- [REQUIRED ACTIONS]
A. Reproduce word for word the part of the Pittenweem passage that opens with the words containing "From the edge" and closes with "my wings unfolding.".
B. In the Pittenweem passage, how long does it take to walk around the whole village?
C. Pick up the Pittenweem passage after its last sentence and keep writing it.

- [SUPPLIED PASSAGE]
········

I am staying with fellow couchsurfers, Michael and Tara, a sweet couple from New Zealand, in a little cottage across from the harbor which is still heavily used by Pittenweem’s fishermen. The main street of the village leads to an ancient chapel decorated in circular flower-like stained glass and skirted by an old graveyard with tombstones from the 1600’s. The homes are either white washed with colorfully painted doors, or bolder hues of turquoise, gold, purple and various shades of blue. Most of the homes have red tile roofs, due to Scotland’s past trading with The Netherlands, I read online. Almost all of the town’s buildings have baskets of colorful flowers hanging out front, and I have seen three bicycles that have been turned into little gardens. I can walk around the whole village in about 10 minutes. Small alleys with steps lead from the harbor and glossy ocean to the main street and then further down, the mouth of the Fife Coast Trail which connects five villages together, north and south of here. Michael and Tara walk a couple miles each way to do their grocery shopping, since the neighboring village has a super store. Pittenweem has only one tiny grocery store connected to the pharmacy and the post office.
From the edge of the sea, I can look north and see rugged cliffs covered in waving grasses and dark rocks scattered below at the lip of the shoreline. It is so gorgeous, I cried watching the sunset on my first night here. I feel as if I have arrived home. As a girl, I always dreamt of seeing Scotland. Now that I am here, I can’t imagine leaving. I want to marry the North Sea so there will always be a reason to return. I may be an odd bride for such a graceful sea, but I promise to never forget the passion I feel in its presence. Here, I am whoever I want to be. In the quiet, slow-paced life of Pittenweem, I can feel my wings unfolding.

········

- [GIVEN RECORDS]
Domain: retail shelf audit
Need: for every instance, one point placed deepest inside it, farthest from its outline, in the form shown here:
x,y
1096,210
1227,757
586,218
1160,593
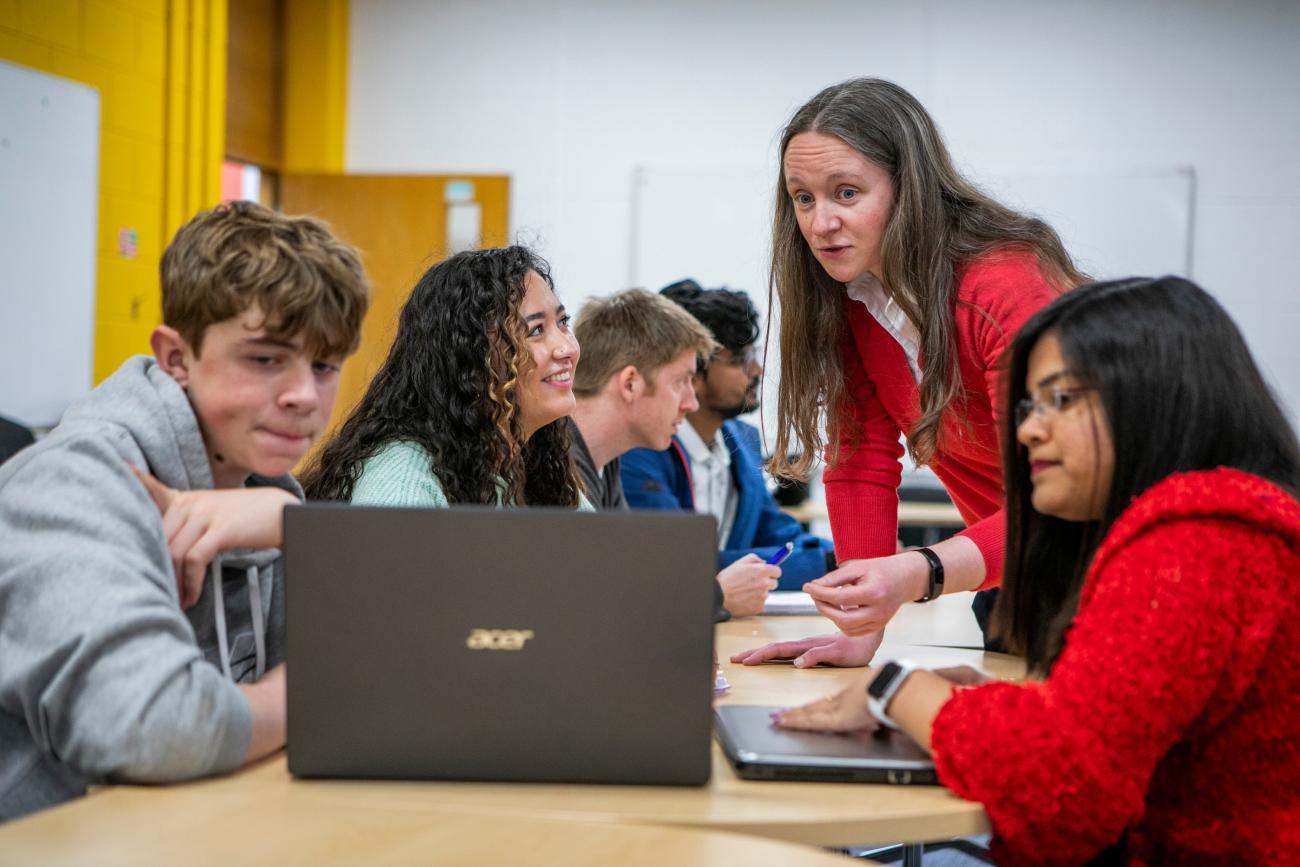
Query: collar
x,y
698,449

········

- [TASK RESULTS]
A.
From the edge of the sea, I can look north and see rugged cliffs covered in waving grasses and dark rocks scattered below at the lip of the shoreline. It is so gorgeous, I cried watching the sunset on my first night here. I feel as if I have arrived home. As a girl, I always dreamt of seeing Scotland. Now that I am here, I can’t imagine leaving. I want to marry the North Sea so there will always be a reason to return. I may be an odd bride for such a graceful sea, but I promise to never forget the passion I feel in its presence. Here, I am whoever I want to be. In the quiet, slow-paced life of Pittenweem, I can feel my wings unfolding.

B. About 10 minutes.

C.
Over dinner of local smoked salmon, oat cakes with creamy, fresh butter and a cup of hot black tea in the little tavern, I wrote postcards trying to share a little piece of this gem of a town with my loved ones. Although I have caught a bad cold/flu and have had to postpone my flight to Amsterdam, I am happy to be staying here a few more days. I was in bed all day yesterday, but even a glance out my second floor window overlooking the sea cheered me up and probably did something unseen to help me heal quicker. I went to the pharmacy to get something for my swollen throat and it was like seeing a doctor while standing at the cash register. The man asked me about my symptoms and then gave me his recommendations. I am amazed at how simple and inexpensive it is to get medical attention here.
When I am feeling better, I am going to see the cave after which Pittenweem is named (Pittenweem means cave in Gaelic). The story goes that a saint or holy man took residence in the cave which has a natural spring in it. People from surrounding areas would come see him to get healed and the saint was said to have done some miraculous things. Eventually, a community sprung up around the cave and a harbor was built, enabling the town’s economy to grow. The cave has been preserved and functions as a little chapel for ceremonies and gatherings. Anyone can see it by asking for the key at the only coffee shop in town.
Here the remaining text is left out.